# Requests
1. Count the lines in the entries below that contain the string "ornament", treating uppercase and lowercase letters as different. Give only the number.
2. Continue the article on the BDO International Grand Prix Series, picking up after its final sentence.

# Passage to read
════════════════

Tournament information
- Established: 2008
- Organisation(s): British Darts Organisation (BDO)
- Prize fund: £32,000 (2008) £28,000 (2009)
- Final Year: 2009

Final champion(s)
- Dave Chisnall

= BDO International Grand Prix Series =

The BDO International Grand Prix Series was a series of tournaments in the sport of darts. Organised by the British Darts Organisation (BDO), the series was made up of five already established 'stand-alone' darts tournaments that were played under a generic ‘umbrella’ format. The five darts tournaments were; the BDO British Classic, the BDO British Open, the BDO Gold Cup, the BDO International Open and the BDO Welsh Open. The BDO awarded points in the men's singles at each event from the quarter-final to final stages. After all five tournaments were completed, the person who accumulated the most points over the five tournaments would be declared the overall winner and winner of the BDO International Grand Prix Series.

════════════════

# Available records
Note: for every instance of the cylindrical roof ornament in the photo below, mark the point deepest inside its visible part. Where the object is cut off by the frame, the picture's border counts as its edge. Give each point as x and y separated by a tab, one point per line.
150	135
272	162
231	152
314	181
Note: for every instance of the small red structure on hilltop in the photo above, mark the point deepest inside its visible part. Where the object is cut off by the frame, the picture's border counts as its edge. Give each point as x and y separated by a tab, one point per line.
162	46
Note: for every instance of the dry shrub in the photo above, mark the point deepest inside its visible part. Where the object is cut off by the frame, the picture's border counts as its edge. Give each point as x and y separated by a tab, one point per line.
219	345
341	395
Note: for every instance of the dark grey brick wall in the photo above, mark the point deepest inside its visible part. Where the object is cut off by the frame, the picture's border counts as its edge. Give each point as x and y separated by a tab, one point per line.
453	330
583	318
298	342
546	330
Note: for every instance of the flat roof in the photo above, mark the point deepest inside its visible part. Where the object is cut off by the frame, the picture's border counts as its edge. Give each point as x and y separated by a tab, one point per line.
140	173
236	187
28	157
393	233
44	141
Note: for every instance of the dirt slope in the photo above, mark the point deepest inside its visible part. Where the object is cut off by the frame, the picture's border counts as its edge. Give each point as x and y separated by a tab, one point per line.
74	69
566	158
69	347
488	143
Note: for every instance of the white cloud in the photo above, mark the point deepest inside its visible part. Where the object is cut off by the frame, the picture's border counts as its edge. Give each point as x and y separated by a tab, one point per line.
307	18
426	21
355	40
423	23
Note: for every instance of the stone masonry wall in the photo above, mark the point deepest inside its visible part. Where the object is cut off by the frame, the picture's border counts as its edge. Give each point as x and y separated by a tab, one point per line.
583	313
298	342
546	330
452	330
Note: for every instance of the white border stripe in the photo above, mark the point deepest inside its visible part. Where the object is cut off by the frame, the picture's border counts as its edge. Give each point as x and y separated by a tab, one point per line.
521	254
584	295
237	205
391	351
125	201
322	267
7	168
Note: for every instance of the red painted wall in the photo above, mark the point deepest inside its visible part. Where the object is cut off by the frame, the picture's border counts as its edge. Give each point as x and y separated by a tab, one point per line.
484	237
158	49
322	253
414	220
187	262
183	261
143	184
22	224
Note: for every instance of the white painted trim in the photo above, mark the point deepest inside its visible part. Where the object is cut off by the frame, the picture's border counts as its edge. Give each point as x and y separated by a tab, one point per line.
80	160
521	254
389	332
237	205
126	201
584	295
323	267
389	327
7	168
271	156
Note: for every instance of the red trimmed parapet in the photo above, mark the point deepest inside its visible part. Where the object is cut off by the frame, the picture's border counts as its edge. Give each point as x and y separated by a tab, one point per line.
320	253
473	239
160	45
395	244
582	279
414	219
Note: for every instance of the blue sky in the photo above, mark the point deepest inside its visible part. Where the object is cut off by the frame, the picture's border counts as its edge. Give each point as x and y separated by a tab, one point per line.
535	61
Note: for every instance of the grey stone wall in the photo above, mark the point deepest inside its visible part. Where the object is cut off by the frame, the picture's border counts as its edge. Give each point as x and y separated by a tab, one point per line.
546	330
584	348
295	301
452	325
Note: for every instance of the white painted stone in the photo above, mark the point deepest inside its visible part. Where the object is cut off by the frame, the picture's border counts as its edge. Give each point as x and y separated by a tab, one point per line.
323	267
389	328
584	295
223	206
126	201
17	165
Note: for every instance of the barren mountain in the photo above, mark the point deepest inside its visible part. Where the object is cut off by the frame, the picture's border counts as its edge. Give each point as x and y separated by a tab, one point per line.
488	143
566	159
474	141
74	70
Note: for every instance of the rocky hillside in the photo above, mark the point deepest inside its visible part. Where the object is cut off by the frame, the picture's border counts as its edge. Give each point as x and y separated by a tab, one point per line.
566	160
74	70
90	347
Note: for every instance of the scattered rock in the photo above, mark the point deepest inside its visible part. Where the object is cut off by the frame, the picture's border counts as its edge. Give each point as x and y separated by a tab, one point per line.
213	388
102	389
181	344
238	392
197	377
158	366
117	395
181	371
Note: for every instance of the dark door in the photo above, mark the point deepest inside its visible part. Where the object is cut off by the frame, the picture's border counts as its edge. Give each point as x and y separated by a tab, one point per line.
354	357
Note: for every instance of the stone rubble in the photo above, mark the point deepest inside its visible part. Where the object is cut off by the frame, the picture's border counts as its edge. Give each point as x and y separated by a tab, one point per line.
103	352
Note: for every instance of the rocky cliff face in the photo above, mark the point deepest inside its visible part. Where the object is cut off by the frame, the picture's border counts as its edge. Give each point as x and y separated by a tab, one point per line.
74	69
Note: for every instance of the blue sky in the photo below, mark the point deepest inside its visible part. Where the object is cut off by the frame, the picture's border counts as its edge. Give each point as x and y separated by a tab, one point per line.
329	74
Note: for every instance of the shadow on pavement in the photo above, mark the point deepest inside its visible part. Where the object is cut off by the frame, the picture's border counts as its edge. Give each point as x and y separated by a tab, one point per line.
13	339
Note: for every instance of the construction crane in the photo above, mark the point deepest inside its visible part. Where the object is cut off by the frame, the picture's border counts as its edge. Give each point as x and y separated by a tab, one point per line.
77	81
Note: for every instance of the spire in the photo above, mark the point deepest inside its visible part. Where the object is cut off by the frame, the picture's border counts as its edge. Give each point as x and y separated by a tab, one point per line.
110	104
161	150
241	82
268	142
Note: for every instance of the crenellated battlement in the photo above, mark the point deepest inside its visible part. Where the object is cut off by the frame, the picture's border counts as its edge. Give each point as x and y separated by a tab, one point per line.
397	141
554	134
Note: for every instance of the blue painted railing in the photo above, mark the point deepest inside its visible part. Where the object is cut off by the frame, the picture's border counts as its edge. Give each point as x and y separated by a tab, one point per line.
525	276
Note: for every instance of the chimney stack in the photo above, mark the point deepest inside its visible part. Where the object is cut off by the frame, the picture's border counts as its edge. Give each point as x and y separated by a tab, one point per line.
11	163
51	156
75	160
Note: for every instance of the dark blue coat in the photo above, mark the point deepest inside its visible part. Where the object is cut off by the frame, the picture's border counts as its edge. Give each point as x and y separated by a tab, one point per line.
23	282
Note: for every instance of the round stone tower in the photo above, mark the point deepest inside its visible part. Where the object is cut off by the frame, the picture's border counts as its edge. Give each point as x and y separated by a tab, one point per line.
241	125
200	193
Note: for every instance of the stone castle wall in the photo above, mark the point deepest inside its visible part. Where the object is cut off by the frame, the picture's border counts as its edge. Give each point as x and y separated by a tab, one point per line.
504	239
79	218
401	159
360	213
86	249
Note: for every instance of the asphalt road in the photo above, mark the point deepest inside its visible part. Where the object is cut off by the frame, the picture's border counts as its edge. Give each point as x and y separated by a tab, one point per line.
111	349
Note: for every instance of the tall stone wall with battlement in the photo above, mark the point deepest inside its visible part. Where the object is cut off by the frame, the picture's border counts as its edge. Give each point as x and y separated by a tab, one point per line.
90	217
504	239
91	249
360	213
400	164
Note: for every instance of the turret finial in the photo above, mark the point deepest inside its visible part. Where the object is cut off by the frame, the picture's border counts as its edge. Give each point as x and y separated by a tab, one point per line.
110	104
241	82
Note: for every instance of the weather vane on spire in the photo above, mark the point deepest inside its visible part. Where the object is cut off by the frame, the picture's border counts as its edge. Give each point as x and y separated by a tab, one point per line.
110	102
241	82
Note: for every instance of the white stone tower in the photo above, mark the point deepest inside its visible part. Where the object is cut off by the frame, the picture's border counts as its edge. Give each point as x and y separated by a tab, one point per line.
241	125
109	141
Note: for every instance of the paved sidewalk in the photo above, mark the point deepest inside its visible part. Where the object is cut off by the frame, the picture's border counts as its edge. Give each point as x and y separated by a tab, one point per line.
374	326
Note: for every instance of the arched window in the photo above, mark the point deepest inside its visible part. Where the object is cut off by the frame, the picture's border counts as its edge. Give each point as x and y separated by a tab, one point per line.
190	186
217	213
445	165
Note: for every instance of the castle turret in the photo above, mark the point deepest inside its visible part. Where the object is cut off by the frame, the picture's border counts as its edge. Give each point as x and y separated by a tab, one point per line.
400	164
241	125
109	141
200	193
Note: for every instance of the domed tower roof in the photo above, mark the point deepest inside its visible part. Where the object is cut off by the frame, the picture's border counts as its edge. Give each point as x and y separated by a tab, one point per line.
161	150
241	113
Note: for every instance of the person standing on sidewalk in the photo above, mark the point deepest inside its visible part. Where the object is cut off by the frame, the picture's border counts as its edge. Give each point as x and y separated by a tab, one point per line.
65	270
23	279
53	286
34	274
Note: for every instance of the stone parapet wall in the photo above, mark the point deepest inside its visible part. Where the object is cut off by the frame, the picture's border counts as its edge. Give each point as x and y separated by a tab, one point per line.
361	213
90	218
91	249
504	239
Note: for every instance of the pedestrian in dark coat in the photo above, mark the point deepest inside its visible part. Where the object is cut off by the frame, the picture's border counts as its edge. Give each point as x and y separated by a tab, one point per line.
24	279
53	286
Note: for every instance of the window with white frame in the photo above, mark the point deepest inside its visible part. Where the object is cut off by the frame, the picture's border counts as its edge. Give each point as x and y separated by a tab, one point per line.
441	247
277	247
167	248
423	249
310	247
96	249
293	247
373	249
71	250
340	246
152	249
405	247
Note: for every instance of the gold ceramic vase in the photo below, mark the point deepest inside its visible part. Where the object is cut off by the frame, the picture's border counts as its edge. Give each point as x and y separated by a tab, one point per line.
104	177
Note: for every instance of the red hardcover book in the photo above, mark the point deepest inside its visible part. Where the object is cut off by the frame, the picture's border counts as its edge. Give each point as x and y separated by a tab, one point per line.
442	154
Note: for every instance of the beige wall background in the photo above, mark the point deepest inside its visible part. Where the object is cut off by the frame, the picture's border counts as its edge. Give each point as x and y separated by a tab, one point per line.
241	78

════════════════

# Results of the tasks
1. 1

2.
== History ==
The BDO International Grand Prix Series was established in 2008. The five darts tournaments that made up the Series were; the BDO British Open, the BDO British Classic, the BDO Gold Cup, the BDO International Open and the BDO Welsh Open. Each tournament was a ‘stand-alone’ event, but was played under a generic ‘umbrella’ International Grand Prix title. The BDO awarded points at the each event in the men's singles events from the quarter-final to final stages. After the five tournaments were completed, the person who accumulated the most points over the five tournaments would be declared the overall winner and the winner of BDO International Grand Prix Series winner. The five tournaments were broadcast live on Setanta Sports, which marked a debut for the sport of darts on the channel. In each tournament, the final stages of the men’s singles from the quarter-finals to the final stages were broadcast live on Setanta Sports. For sponsorship purposes, it was known as the BDO Fire Kills International Grand Prix Series.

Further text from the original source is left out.